[Pointing data excerpts]
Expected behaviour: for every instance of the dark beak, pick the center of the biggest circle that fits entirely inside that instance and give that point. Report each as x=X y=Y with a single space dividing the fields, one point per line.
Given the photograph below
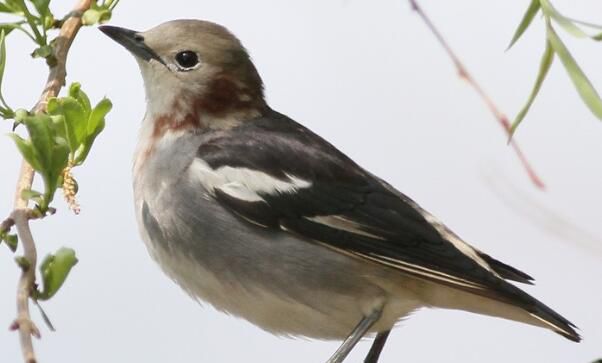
x=132 y=41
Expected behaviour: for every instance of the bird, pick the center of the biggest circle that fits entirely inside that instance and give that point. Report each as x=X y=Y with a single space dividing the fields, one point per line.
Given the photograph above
x=253 y=213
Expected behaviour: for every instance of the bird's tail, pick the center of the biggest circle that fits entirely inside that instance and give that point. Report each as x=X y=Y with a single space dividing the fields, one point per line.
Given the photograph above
x=508 y=302
x=554 y=321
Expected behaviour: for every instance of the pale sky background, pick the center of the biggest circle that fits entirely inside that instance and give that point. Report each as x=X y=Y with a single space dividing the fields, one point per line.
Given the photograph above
x=369 y=77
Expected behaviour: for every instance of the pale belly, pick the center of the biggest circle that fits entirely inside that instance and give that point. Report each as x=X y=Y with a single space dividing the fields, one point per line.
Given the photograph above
x=282 y=284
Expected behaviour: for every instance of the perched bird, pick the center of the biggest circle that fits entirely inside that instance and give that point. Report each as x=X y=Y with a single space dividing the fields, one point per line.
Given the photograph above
x=255 y=214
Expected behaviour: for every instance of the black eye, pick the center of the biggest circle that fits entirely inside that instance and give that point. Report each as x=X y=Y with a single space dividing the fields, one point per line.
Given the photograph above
x=187 y=59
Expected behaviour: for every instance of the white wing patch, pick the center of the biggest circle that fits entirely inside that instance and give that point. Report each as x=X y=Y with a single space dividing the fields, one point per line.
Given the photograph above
x=244 y=183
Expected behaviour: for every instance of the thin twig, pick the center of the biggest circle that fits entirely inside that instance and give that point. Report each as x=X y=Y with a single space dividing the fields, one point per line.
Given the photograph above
x=464 y=74
x=21 y=215
x=23 y=322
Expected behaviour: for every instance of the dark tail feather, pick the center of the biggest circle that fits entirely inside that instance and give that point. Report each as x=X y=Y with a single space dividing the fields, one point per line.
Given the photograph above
x=506 y=271
x=555 y=321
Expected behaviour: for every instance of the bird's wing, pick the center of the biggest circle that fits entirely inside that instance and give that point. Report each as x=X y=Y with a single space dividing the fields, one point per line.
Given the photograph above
x=275 y=173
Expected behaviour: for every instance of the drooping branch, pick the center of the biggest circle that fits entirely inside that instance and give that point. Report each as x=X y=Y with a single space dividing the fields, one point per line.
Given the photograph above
x=464 y=74
x=21 y=215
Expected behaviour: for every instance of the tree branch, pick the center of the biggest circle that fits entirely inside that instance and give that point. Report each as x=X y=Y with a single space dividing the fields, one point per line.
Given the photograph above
x=464 y=74
x=21 y=215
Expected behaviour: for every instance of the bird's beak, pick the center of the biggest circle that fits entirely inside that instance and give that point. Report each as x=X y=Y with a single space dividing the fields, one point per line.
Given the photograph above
x=132 y=41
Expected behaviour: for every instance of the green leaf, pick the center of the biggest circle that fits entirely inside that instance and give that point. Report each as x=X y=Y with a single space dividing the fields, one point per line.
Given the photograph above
x=26 y=150
x=42 y=52
x=41 y=139
x=12 y=241
x=98 y=114
x=41 y=6
x=96 y=124
x=30 y=194
x=60 y=157
x=2 y=65
x=586 y=90
x=76 y=92
x=91 y=16
x=544 y=66
x=54 y=271
x=569 y=25
x=525 y=22
x=5 y=8
x=76 y=121
x=9 y=27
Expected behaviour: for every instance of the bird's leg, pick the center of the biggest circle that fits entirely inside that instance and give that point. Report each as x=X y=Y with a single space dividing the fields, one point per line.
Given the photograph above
x=358 y=332
x=377 y=347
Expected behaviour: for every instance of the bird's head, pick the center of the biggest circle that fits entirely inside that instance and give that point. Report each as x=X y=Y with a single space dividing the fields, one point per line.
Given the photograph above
x=196 y=74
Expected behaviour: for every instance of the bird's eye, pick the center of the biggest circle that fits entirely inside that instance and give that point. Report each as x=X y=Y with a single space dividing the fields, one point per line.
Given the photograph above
x=187 y=59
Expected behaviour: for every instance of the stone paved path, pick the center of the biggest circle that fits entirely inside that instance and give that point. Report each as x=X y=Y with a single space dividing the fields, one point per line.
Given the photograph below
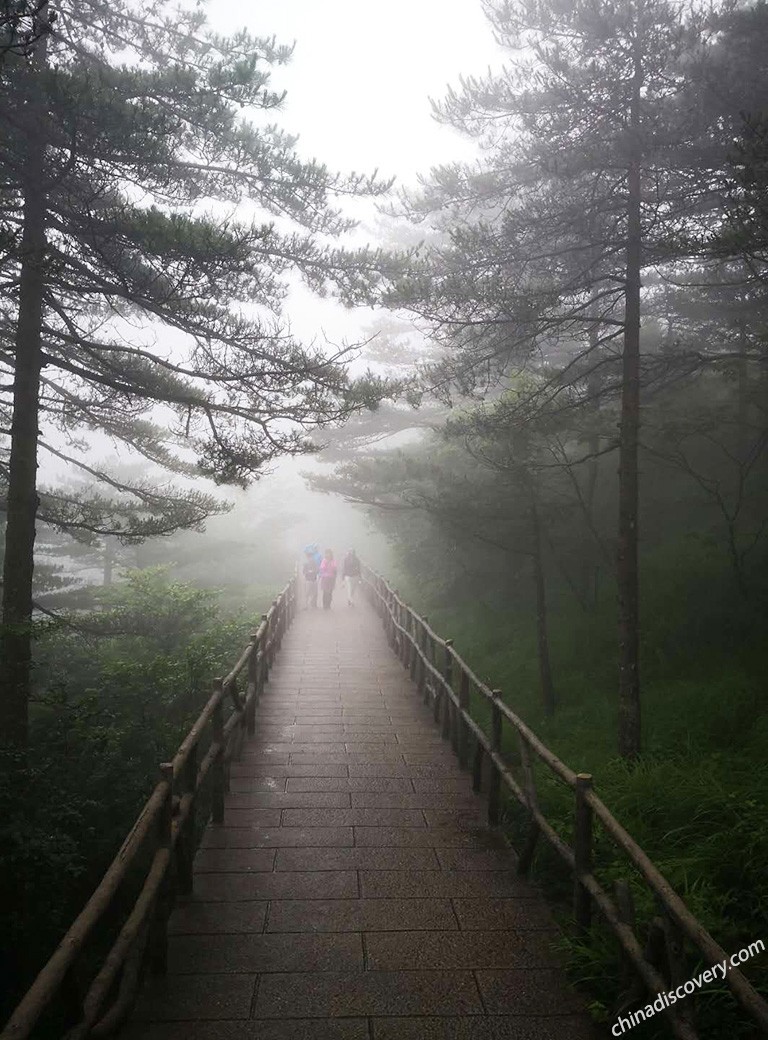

WRITTEN EXERCISE
Copy out every one of the records above word for word, omitting the pictures.

COMPLETE RESPONSE
Expected behaviour: for every instance of the dark beak, pick the center of the biggest circle that fits entirely inside that instance and give that point. Report each as x=X y=Y with a single space dividing the fields, one point per line.
Given the photograph below
x=132 y=41
Expected behaviour: for every instance of the bird, pick the center of the biggest circle that fits entirely inside that instance and give that point. Report each as x=X y=Y with a single space dividing the fields, one point per line.
Given the photograph above
x=253 y=213
Expected behaviour: for every instance of the bird's tail, pick the center of the biggest circle that fits entirely inside that instance and give that point. Report each as x=X y=Y with a single space dividing the fields, one point per line.
Given the photograph above
x=508 y=302
x=554 y=321
Expected behaviour: for every instance of the pale sky background, pick the center of the biggest circle that fits entirely inside that instance and give that point. Report each as x=X y=Y with a single space dividing the fields, one point per line.
Given the photograph above
x=369 y=77
Expected behaviour: for every instance of the pale belly, pick the center of the biggest circle that fits entirely inside that instance and give that point. Report each as x=X y=Y with a single space dividing the fields, one point per line.
Given the photograph above
x=282 y=284
Expected behaviour: for every instance of the perched bird, pick the center of the biggest circle that fits entirely inside that instance and give that point. Report each as x=X y=Y with a single space dividing the fields, one point per line.
Given the photograph above
x=255 y=214
Expected behaviour: for every instance of the black eye, pick the center of the biggest circle that fits entirely inside that instance and give that point. Report each as x=X y=Y with a single space dividing the fields, one point per line.
Given the photograph above
x=187 y=59
Expected behaviour: for every instance of the white wing patch, pick the center of the biggest circle that fits entirely inside that instance and give that point. Report each as x=X y=Y with a single space dividing the fields, one point per line.
Given the photograph above
x=244 y=183
Expected behaviour: for every instance of the thin twig, pick the center of the biggest circle that fits entirely inside that instance and give that point. Report each as x=X y=Y with a single space dividing the fields, one point per line.
Given the photograph above
x=464 y=74
x=21 y=215
x=23 y=322
Expected behaviour: for every instance of the dark tail feather, pick the center of the biggest circle that fits entirely inside that instance and give that point. Report each as x=X y=Y with a single space dividing the fields, one point per line.
Given the photograph above
x=506 y=271
x=555 y=321
Expected behaviour: for every instance of the bird's wing, pick the center of the biggest circle that fits entirely inside that instance and give that point. Report each as x=X y=Y with a single space dividing the fields, one point per line.
Given the photograph above
x=275 y=173
Expected behaviour: for every instance of the drooping branch, pick the center of the biggest circle that fits entirely inside that instance and give that point. Report each as x=X y=Y with a single space dividing the fields, one point per line.
Given the photograph above
x=464 y=74
x=21 y=215
Expected behaviour: for every instance of the tree branch, pick the center of the biggest circle that fits entirely inside that instance and give that point. Report each as x=X y=Y with a single space dividing the fields, one point per line.
Given the photograph above
x=464 y=74
x=21 y=215
Expected behaviour: for every instance of the bird's beak, pick the center of the biggest circle that fits entirely inside that instance and give that point. Report each as x=X y=Y with a single space dividing the fields, one point per line.
Given the photograph above
x=132 y=41
Expected behaviour: for every instance of the green leaf, pick the center of the biggest circle that fits entirely inside that instance and give that point. Report each as x=X y=Y with a single space dividing the fields, one point per line.
Given the photograph above
x=26 y=150
x=42 y=52
x=41 y=139
x=12 y=241
x=98 y=114
x=41 y=6
x=96 y=124
x=30 y=194
x=60 y=157
x=2 y=65
x=586 y=90
x=76 y=92
x=91 y=16
x=544 y=66
x=54 y=271
x=569 y=25
x=525 y=22
x=5 y=8
x=76 y=121
x=9 y=27
Expected behaviour: for every instance of the bird's leg, pick the center of the biggest circle that fits entirely inside that instance and give that point. Report each as x=X y=Y with a single space dividing the fields, one point per line.
Given the photograph above
x=358 y=332
x=377 y=347
Expected behaviour: for every instance of the bird's head, pick the center of the biggest circle that fits entirely inside that instance and give that point. Report each as x=X y=Y with a single space dividing the fields, one point per line.
Given the photograph above
x=196 y=74
Expected behaviour: for every instance of the bird's eye, pick the center of the biggest circle that fits entirely inside that instance and give that point. Report each as x=X y=Y with a single space dividing the fields, one point per line.
Given the photograph above
x=187 y=59
Expected behaviour: for every instance of the stone paved path, pick the center of the biggest circle that fits entirely inside that instance and give that point. Report each as x=X y=Y with a single space dividing the fields, one point per line.
Given the photograph below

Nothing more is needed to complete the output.